Latest revision as of 12:43, 2 May 2012

--D. Thiebaut 23:04, 25 April 2012 (EDT)



CSC270 Final Exam 2012

This exam is given under the rules of the honor code.
It is open books, open notes, open Web. However, until the deadline is passed, you cannot discuss any of the details of this exam with anybody except your instructor. This includes live conversation, email, sms, any mode of electronic communication.
If you have questions about this exam, email them to your instructor and the question and its answer will be emailed back to the whole class. This way everybody will have access to the same material and information.
The exam is due any time before noon on Thursday, May 10th. You must demonstrate the correct operation of your hardware. Please make an appointment in advance for a 10-minute demonstration. The demonstration cannot be made past 6:00 p.m. on 5/9/12. Once the demonstration is done, you have until the deadline to hand in a report showing the details of your design. If you cannot handin the exam in person, place it with the Arduino and USB cable in the envelop provided , write your name on it, and give it to Daryl Jett in the main office, on the 2nd floor.

=== EXERCISE TASK 1 ===
According to the exam instructions, what is the latest time at which the hardware demonstration can be made?

=== PROVIDED DATA ===

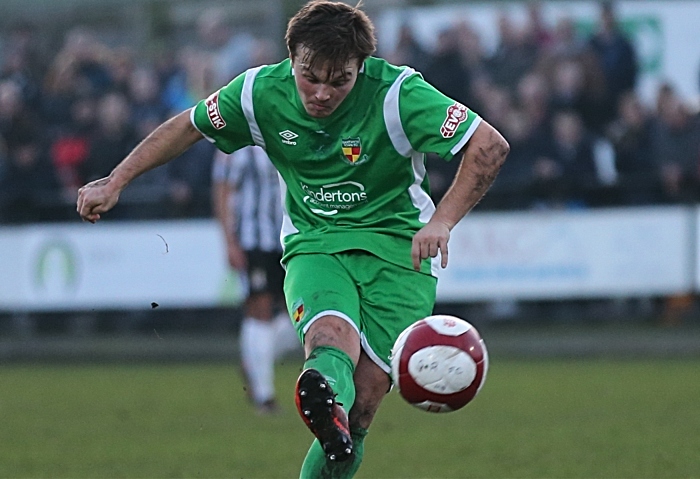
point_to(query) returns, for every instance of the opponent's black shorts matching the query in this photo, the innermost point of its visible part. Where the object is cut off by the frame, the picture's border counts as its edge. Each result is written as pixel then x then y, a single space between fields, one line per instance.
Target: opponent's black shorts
pixel 265 273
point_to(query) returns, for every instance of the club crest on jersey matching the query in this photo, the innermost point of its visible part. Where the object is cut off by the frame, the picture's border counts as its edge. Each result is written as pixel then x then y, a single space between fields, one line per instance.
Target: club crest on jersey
pixel 352 151
pixel 456 114
pixel 213 112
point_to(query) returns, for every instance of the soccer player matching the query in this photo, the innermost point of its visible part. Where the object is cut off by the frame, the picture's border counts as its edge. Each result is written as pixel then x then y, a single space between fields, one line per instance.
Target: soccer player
pixel 362 240
pixel 246 199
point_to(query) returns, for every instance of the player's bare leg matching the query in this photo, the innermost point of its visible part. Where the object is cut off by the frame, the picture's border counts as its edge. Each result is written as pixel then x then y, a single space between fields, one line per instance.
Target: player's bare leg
pixel 371 385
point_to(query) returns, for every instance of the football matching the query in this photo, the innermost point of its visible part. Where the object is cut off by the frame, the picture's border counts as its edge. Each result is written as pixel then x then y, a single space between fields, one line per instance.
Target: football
pixel 439 363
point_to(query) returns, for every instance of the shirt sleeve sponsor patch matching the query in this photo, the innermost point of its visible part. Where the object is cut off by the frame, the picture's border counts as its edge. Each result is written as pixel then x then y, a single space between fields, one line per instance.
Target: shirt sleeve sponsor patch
pixel 456 114
pixel 213 112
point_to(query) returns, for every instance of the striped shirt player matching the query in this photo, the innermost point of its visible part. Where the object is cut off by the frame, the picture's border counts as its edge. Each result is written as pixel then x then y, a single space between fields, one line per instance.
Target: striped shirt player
pixel 246 196
pixel 257 207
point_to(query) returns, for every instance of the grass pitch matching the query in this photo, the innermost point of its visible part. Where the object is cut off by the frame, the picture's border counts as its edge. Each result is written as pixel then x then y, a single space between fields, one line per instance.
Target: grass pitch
pixel 533 419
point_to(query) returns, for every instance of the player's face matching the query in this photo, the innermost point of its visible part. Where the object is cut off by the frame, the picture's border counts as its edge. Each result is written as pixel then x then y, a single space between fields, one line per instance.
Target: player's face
pixel 320 92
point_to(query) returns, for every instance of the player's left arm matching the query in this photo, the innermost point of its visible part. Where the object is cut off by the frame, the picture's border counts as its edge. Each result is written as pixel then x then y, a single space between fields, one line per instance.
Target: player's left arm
pixel 482 158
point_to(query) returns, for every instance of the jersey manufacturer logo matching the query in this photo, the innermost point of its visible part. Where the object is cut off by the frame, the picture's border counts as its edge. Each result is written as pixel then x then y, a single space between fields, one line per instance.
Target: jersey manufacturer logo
pixel 352 150
pixel 215 118
pixel 329 200
pixel 288 136
pixel 456 114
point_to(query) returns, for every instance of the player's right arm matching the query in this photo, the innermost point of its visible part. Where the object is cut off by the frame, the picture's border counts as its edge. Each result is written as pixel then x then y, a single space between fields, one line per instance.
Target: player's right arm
pixel 166 142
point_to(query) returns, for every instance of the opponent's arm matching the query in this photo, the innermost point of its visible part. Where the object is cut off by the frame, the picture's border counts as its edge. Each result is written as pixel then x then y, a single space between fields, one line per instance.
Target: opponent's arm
pixel 483 156
pixel 166 142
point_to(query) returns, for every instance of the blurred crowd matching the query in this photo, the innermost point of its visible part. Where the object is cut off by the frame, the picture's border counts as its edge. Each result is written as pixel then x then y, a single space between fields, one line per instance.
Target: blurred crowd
pixel 567 102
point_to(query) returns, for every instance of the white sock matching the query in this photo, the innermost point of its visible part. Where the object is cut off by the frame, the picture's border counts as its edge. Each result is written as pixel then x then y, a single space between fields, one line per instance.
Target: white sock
pixel 257 341
pixel 286 338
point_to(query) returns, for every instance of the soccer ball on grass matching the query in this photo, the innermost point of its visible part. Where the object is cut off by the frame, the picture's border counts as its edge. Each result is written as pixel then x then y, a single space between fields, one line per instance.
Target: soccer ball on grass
pixel 439 363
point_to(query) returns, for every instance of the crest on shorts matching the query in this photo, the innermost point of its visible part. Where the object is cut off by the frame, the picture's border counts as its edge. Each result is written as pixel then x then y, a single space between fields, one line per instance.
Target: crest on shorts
pixel 352 150
pixel 298 313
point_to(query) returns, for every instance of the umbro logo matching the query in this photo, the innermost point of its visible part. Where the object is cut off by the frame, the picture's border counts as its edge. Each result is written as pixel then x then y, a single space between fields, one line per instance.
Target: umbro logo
pixel 288 136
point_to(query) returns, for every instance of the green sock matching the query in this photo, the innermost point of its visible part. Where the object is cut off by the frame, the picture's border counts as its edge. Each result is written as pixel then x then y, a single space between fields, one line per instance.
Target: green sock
pixel 316 466
pixel 338 369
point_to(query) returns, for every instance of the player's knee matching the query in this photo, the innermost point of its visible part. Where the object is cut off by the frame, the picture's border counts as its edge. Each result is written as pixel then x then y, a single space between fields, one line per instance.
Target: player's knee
pixel 335 332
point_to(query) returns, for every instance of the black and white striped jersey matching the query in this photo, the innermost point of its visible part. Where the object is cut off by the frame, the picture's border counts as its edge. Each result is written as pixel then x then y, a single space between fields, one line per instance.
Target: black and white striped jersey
pixel 256 196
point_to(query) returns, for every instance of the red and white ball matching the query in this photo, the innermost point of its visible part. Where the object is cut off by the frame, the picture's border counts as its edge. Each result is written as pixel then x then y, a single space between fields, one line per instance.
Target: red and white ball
pixel 439 363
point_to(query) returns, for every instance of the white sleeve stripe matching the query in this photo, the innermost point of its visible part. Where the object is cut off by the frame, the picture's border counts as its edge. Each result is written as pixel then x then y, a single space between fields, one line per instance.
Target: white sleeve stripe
pixel 468 134
pixel 209 139
pixel 247 105
pixel 392 117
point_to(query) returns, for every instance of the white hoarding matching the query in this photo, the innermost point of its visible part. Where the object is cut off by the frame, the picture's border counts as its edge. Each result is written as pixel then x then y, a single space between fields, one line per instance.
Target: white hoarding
pixel 112 265
pixel 592 253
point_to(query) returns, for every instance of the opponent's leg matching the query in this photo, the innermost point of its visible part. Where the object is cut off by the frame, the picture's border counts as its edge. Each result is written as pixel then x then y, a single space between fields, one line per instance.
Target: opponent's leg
pixel 257 343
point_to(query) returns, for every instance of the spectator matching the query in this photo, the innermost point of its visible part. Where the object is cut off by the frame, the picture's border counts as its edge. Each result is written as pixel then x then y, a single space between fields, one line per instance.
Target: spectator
pixel 408 50
pixel 631 136
pixel 676 147
pixel 562 179
pixel 617 59
pixel 144 93
pixel 514 57
pixel 446 70
pixel 112 138
pixel 231 52
pixel 189 179
pixel 71 145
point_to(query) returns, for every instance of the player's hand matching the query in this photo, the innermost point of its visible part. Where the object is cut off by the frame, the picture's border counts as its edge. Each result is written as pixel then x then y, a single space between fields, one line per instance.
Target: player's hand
pixel 95 198
pixel 430 239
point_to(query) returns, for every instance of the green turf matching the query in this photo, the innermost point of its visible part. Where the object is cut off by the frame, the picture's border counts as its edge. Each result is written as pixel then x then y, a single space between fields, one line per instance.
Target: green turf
pixel 534 419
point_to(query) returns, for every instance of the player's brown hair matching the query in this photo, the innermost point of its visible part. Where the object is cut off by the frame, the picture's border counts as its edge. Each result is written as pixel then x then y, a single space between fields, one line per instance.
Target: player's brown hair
pixel 333 32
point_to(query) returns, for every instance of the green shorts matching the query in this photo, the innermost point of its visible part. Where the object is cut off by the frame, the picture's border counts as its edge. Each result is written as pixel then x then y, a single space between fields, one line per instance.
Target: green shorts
pixel 378 298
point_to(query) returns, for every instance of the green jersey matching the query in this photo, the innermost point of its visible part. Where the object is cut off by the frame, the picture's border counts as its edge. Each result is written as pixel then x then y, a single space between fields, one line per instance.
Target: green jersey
pixel 355 179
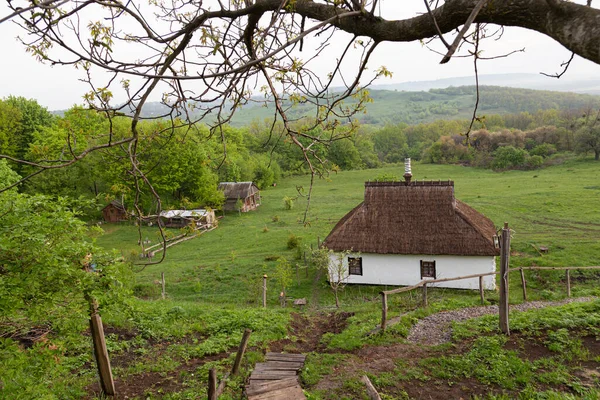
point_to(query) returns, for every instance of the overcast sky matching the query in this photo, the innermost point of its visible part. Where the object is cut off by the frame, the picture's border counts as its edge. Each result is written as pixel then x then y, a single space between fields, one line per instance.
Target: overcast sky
pixel 58 87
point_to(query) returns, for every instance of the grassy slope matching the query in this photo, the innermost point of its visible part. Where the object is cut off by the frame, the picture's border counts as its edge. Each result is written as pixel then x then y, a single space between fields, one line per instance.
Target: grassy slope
pixel 213 282
pixel 556 207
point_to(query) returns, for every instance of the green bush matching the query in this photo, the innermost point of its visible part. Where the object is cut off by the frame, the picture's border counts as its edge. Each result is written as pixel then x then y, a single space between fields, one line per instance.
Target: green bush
pixel 293 241
pixel 146 291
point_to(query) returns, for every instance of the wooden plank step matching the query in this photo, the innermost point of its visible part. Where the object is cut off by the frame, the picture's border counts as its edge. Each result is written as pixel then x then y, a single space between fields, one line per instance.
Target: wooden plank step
pixel 270 375
pixel 285 357
pixel 279 365
pixel 291 393
pixel 258 387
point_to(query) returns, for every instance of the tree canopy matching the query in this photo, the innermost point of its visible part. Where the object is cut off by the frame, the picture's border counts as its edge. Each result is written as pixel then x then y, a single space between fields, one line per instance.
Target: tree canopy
pixel 213 56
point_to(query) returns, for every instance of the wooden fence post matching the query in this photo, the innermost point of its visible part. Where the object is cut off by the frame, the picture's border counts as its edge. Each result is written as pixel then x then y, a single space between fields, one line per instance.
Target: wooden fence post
pixel 212 384
pixel 481 293
pixel 241 351
pixel 383 310
pixel 265 291
pixel 100 351
pixel 524 284
pixel 504 263
pixel 371 391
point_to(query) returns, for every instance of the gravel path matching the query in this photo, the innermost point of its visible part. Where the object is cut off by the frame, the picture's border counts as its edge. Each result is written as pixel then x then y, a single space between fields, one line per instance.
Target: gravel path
pixel 435 329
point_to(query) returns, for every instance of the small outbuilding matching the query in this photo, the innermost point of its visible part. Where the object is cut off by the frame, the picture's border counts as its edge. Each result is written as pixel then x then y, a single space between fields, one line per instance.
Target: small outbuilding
pixel 247 193
pixel 114 212
pixel 198 219
pixel 406 232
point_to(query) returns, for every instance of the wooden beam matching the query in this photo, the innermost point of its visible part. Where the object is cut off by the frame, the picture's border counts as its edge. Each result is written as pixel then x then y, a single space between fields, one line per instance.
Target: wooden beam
pixel 481 293
pixel 241 351
pixel 371 391
pixel 102 361
pixel 504 265
pixel 524 284
pixel 265 291
pixel 212 384
pixel 383 310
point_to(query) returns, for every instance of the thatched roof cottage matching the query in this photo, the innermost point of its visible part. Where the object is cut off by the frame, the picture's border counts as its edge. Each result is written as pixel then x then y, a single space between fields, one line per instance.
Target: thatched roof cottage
pixel 404 232
pixel 246 192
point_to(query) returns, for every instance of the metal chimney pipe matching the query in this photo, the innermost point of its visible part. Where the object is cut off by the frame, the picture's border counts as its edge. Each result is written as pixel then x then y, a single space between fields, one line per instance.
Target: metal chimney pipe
pixel 407 171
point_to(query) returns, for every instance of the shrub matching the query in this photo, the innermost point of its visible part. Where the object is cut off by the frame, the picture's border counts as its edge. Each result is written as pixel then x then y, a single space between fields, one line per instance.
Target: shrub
pixel 293 241
pixel 534 162
pixel 146 291
pixel 509 157
pixel 288 202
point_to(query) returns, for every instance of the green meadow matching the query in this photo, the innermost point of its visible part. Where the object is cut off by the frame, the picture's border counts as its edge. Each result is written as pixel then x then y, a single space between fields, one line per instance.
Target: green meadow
pixel 556 207
pixel 164 348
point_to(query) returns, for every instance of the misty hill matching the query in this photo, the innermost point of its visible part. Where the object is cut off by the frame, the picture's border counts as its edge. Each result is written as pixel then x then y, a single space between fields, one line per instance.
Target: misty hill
pixel 393 106
pixel 589 85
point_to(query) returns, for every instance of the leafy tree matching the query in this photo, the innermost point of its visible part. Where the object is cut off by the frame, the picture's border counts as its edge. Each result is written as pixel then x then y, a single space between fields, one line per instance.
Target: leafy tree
pixel 509 156
pixel 587 138
pixel 43 281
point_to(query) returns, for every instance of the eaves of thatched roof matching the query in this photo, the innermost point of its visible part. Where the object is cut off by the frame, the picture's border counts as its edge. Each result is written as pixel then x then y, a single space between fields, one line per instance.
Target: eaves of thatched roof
pixel 414 218
pixel 238 190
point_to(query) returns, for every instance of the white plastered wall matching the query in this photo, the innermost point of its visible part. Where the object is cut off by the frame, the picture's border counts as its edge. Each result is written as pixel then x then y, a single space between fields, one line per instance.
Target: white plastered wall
pixel 405 270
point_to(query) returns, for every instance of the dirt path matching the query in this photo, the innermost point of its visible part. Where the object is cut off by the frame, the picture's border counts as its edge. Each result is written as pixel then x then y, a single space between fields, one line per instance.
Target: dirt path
pixel 435 329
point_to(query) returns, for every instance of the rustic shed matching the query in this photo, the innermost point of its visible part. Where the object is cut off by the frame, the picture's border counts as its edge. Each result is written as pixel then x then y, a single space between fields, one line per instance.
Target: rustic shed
pixel 247 192
pixel 114 212
pixel 198 219
pixel 404 232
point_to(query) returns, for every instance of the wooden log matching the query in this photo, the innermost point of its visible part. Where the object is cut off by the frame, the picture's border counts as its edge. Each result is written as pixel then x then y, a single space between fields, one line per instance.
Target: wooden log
pixel 265 291
pixel 102 361
pixel 241 351
pixel 524 284
pixel 260 388
pixel 558 268
pixel 371 391
pixel 284 357
pixel 212 384
pixel 481 292
pixel 504 265
pixel 383 310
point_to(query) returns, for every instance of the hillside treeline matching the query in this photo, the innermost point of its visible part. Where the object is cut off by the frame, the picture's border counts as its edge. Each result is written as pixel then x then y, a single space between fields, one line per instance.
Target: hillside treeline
pixel 186 163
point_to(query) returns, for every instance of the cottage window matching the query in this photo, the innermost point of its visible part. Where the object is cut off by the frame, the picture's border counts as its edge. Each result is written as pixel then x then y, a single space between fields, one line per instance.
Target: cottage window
pixel 355 265
pixel 428 269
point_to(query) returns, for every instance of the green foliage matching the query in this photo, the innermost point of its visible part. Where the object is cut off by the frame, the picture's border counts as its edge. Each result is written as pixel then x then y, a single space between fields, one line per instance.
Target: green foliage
pixel 42 276
pixel 509 156
pixel 283 274
pixel 288 202
pixel 293 242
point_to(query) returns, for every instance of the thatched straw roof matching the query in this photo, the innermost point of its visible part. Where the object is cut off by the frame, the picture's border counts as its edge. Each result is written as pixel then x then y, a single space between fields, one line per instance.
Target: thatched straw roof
pixel 414 218
pixel 238 190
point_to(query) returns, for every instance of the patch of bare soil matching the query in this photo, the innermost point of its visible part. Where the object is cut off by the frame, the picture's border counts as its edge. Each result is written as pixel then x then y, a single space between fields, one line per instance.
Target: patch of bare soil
pixel 148 383
pixel 306 331
pixel 436 328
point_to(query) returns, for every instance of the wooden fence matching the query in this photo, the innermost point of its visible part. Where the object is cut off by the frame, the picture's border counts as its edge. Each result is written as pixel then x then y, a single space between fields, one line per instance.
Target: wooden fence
pixel 425 283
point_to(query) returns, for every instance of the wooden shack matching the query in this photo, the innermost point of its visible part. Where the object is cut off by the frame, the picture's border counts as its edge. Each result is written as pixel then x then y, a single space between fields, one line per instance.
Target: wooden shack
pixel 198 219
pixel 114 212
pixel 247 192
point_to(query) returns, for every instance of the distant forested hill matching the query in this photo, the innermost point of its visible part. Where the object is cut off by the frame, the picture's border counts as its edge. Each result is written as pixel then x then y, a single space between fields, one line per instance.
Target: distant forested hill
pixel 393 107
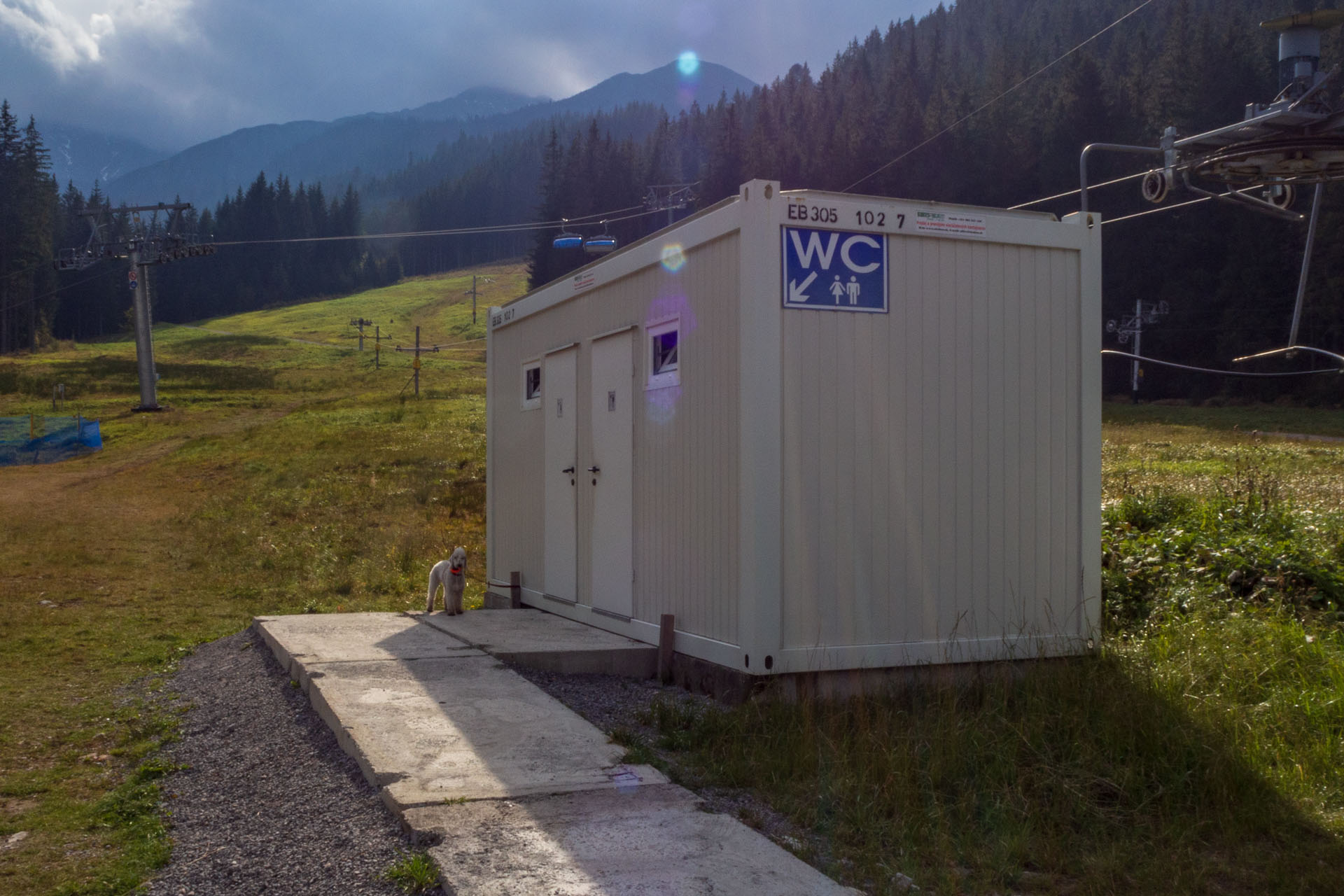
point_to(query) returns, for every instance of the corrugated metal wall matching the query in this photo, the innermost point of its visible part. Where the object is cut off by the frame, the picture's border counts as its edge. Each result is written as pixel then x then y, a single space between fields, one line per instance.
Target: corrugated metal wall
pixel 932 454
pixel 517 451
pixel 686 453
pixel 686 460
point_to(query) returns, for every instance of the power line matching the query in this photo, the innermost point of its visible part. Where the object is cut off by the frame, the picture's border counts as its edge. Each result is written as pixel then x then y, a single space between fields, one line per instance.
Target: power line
pixel 986 105
pixel 1210 370
pixel 457 232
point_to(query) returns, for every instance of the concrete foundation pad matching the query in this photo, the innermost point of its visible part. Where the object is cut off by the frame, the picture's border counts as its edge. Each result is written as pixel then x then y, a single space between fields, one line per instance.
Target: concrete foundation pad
pixel 429 731
pixel 342 637
pixel 546 641
pixel 650 840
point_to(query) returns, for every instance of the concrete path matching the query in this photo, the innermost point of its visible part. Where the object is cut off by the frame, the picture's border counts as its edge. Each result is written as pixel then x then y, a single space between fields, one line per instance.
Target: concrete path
pixel 524 796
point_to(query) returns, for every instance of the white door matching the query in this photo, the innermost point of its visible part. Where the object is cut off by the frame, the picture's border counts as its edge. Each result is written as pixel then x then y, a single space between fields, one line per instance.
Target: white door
pixel 610 473
pixel 559 388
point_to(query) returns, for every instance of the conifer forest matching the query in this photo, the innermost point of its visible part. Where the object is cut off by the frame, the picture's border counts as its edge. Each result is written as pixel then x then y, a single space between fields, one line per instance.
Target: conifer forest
pixel 968 77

=== EXERCISE TASK 2 ===
Format the rows from the line containing "the opponent's leg" through the line containing "pixel 71 145", inclusive, as a JSON list of strings with one string per line and blank lines omitted.

=== FULL ANSWER 1 ===
6:00 p.m. on 5/9/12.

=== FULL ANSWER 2 ===
[
  "point_to(query) returns, for every instance of the opponent's leg matching the query in this photo, the innermost point of its visible part. Where the object is cut off by the frame, the picture's border counts as its edge. Each result is written as pixel then x then y, a single space between fields, one line per instance.",
  "Target: opponent's leg",
  "pixel 257 343",
  "point_to(query) returns, for every instance of the spectator matching the query in this photo, the innermost point of its visible part. Where the object is cut off by the frame, the picture's border counts as its edge. Each result is written as pixel then x then y, a single space between fields, one line per instance.",
  "Target: spectator",
  "pixel 408 50",
  "pixel 631 136",
  "pixel 676 147",
  "pixel 562 179",
  "pixel 617 59",
  "pixel 144 93",
  "pixel 514 57",
  "pixel 446 70",
  "pixel 112 138",
  "pixel 231 52",
  "pixel 189 179",
  "pixel 71 145"
]